-------- SUPPLIED RECORDS --------

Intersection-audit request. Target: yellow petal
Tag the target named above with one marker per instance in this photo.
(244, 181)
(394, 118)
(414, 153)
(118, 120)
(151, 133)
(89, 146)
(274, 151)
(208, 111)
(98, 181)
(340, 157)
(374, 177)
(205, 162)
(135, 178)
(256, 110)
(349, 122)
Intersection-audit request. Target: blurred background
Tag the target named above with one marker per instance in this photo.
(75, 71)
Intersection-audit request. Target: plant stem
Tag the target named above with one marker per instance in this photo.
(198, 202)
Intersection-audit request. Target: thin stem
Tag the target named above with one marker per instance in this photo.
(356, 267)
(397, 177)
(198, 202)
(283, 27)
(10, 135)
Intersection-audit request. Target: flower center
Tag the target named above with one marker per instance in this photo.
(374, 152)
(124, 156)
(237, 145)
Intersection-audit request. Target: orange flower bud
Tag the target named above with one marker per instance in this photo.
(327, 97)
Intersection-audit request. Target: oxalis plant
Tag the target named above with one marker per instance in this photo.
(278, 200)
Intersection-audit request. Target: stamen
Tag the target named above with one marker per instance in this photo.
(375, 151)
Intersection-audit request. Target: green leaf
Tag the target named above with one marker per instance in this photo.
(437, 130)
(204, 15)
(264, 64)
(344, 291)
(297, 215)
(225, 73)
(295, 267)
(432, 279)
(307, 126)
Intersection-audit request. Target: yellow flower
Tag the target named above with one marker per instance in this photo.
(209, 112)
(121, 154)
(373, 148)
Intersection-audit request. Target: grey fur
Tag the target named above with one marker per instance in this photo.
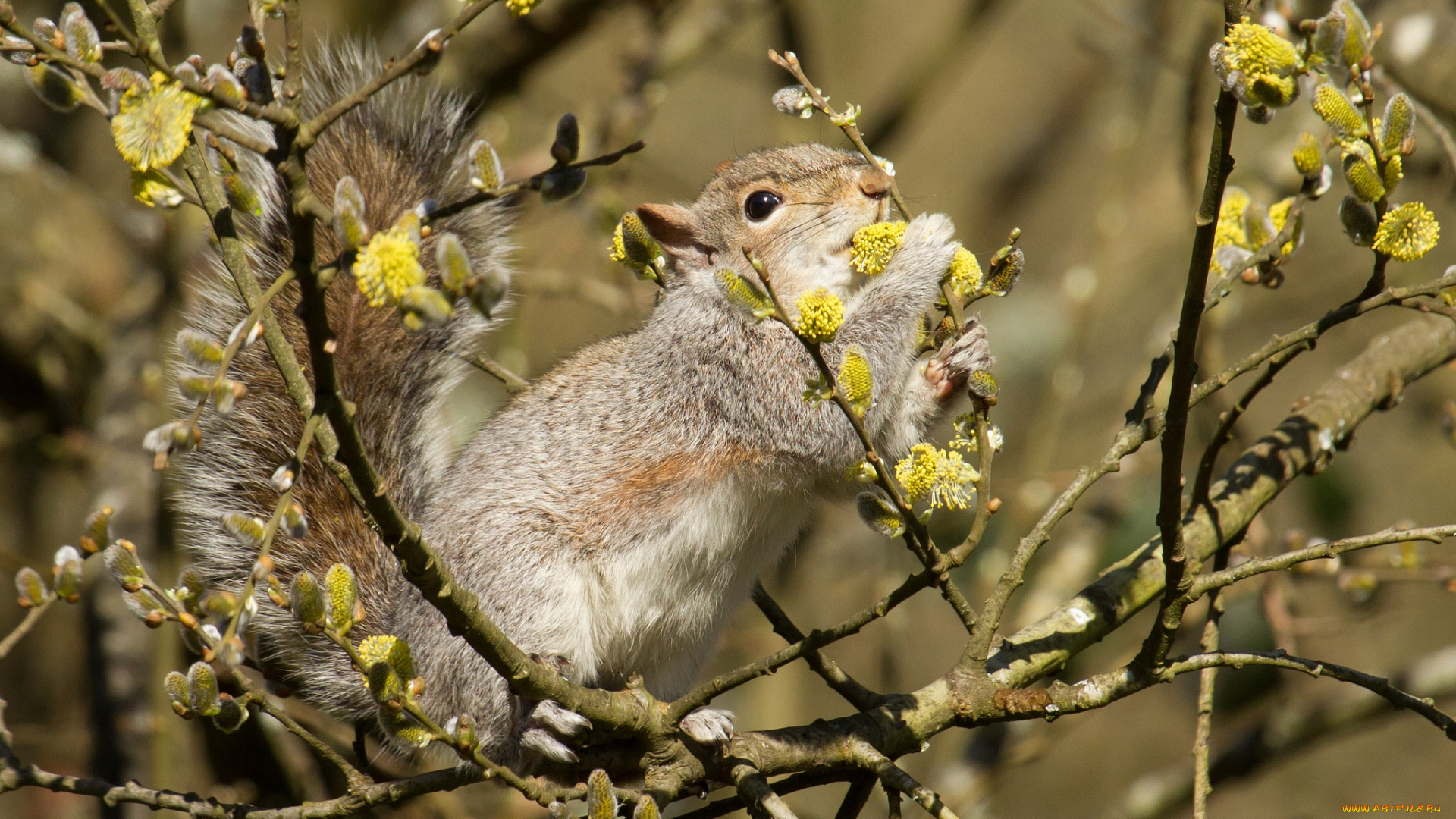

--------

*EXERCISE REQUIREMENTS*
Identify and copy every line above that contains the string "plant". Case counts, so match capital and lowercase letters.

*SOLUTION BELOW*
Intersection-audit request. Target: plant stem
Intersection-audit request. Target: oxalis plant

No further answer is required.